__Task to complete__:
Your response should consist of the full data, set down exactly.

__Given entries__:

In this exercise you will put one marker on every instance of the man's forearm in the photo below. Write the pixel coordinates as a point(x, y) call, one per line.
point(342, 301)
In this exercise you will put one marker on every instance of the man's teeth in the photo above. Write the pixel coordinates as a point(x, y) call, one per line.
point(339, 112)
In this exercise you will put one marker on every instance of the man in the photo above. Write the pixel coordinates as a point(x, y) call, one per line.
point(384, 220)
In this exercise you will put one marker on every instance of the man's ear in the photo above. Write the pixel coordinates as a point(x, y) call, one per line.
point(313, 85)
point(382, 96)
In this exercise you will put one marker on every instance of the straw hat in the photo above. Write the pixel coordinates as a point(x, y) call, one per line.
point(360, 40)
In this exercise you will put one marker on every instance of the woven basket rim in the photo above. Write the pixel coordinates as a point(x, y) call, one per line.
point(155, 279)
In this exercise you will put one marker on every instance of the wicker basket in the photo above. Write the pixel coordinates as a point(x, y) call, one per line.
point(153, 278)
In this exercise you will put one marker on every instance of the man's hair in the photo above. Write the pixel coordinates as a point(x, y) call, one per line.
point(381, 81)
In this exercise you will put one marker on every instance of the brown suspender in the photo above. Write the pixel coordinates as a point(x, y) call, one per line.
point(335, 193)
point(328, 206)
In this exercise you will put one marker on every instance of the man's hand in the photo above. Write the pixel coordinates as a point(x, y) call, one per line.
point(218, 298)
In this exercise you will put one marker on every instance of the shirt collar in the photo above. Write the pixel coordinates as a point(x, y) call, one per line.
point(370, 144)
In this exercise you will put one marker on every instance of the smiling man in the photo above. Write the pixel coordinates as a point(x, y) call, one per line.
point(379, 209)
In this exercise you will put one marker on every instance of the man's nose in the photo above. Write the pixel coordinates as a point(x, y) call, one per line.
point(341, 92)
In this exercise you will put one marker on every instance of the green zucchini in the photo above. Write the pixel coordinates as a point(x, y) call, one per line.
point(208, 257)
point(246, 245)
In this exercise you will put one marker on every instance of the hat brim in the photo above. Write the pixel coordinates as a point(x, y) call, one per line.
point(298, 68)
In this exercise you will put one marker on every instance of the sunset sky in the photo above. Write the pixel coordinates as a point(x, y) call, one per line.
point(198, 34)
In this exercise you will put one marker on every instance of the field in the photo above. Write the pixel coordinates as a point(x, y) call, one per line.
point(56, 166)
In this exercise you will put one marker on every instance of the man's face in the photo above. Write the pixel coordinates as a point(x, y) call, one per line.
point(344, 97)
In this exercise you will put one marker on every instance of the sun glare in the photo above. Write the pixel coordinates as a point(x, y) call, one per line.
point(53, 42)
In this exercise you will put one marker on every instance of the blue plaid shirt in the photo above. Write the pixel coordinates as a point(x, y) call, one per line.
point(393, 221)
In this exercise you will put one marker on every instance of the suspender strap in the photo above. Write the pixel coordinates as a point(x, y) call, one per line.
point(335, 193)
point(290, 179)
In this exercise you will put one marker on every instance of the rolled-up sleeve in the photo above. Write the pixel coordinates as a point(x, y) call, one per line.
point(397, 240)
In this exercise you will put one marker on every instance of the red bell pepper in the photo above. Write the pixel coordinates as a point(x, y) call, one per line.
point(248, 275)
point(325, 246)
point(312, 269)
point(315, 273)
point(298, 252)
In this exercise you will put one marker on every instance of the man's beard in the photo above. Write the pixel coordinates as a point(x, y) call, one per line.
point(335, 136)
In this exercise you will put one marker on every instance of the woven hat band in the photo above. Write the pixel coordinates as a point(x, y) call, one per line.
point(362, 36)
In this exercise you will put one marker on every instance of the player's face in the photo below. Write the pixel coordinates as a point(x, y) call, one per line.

__Solution below__:
In this exercise you will put one marker on every instance of the man's forearm in the photo below. Write the pixel coordinates as a point(x, y) call, one per line.
point(342, 301)
In this exercise you will put one marker on every instance of the man's teeth in the photo above. Write the pixel coordinates as a point(x, y) call, one per line.
point(339, 112)
In this exercise you will put one marker on every instance of the man in the photo above. Write the pixel coordinates as a point(x, y) call, one per line.
point(384, 220)
In this exercise you will put one marker on every instance of the man's ear in the photo above. Write the pixel coordinates as a point(x, y) call, one per line.
point(313, 85)
point(382, 96)
In this exercise you will put one marker on every instance of the straw hat in the photo above. Write the pixel coordinates as a point(x, y) call, one per line.
point(360, 40)
In this exercise you will put one marker on every instance of the woven basket rim in the photo above. Write the pixel coordinates as a point(x, y) call, one per line.
point(155, 279)
In this exercise you will put one marker on every instance of the wicker basket in the photo above. Write the pixel coordinates as a point(x, y) call, one per line.
point(153, 278)
In this exercise you will put one marker on every instance of the man's hair in the photo above. Write the pixel coordinates as a point(x, y) call, one per line.
point(381, 81)
In this exercise you will put one marker on every instance of the brown suspender in the photo above. Write the pixel coordinates as a point(x, y) call, one per line.
point(335, 193)
point(328, 206)
In this exercise you will put one marker on every instance of the man's hand in the photo above. Write the pixel coordinates as a point(x, y) call, one per line.
point(218, 298)
In this exercise you will put one marker on every instance of the shirt collar in the photo above. Write the pixel coordinates as a point(x, y) call, one per line.
point(370, 144)
In this exercise you will put one marker on every instance of the smiling man in the photo above. Write the pixel coordinates as a point(x, y) call, one per line.
point(379, 209)
In this exercise you will put one marker on every instance of the man's nose in the photo above. Write the pixel coordinates as a point(x, y) call, one per line.
point(341, 92)
In this exercise you will put one marker on every instance of the green zucchini in the photo above. Write the pixel coordinates as a point(x, y) call, one per line.
point(208, 257)
point(246, 245)
In this exercise you will put one marker on every instance of the hat brim in the photo above. Write the pixel coordinates as a point(x, y) call, one per line.
point(298, 68)
In this exercise you will put one marker on every instance of the sunset sky in the photo above. Write the pixel coordinates as a point(x, y) call, one per line.
point(198, 34)
In this exercise you will put one marker on every instance of the field in the photo above. Write the pixel coordinates as a point(x, y) call, one per line.
point(56, 166)
In this exercise you will put one marker on every instance of the man's face in the photo above. Write the pixel coordinates as a point(x, y) call, one per line.
point(344, 97)
In this exercise you will put one marker on every instance of the sun glare in the photo above. Write the pixel coordinates as a point(x, y) call, one per line.
point(53, 42)
In this exercise you will put one marker on every instance of the blue plaid shirt in the photo above. Write the pixel coordinates as a point(x, y) call, one per line.
point(393, 221)
In this exercise you will put one marker on every instance of the suspender strap in the photo above. Write the pixel coordinates as a point(x, y) call, one per line.
point(335, 193)
point(290, 179)
In this exercise you will put one marker on every instance of the rolled-up sleeve in the photo above. Write the pixel coordinates as a point(x, y) call, one per line.
point(397, 240)
In this exercise you will put one marker on every instance of the red bell pepper in the photo above. Write the pixel coordinates as a point(x, y) call, one per line.
point(248, 275)
point(325, 246)
point(312, 269)
point(315, 273)
point(298, 252)
In this exercise you will put one marker on every instance of the man's beard in the photo above. Write the pixel coordinates as a point(x, y) call, one per line.
point(335, 136)
In this exercise you will put one marker on every instance of the woven hat band in the photo above. Write the pixel coordinates as a point(x, y) call, one per line.
point(362, 36)
In this exercise you will put one marker on every instance of the player's face in the photo below. Write the pixel coordinates as a point(x, y) call, one per line.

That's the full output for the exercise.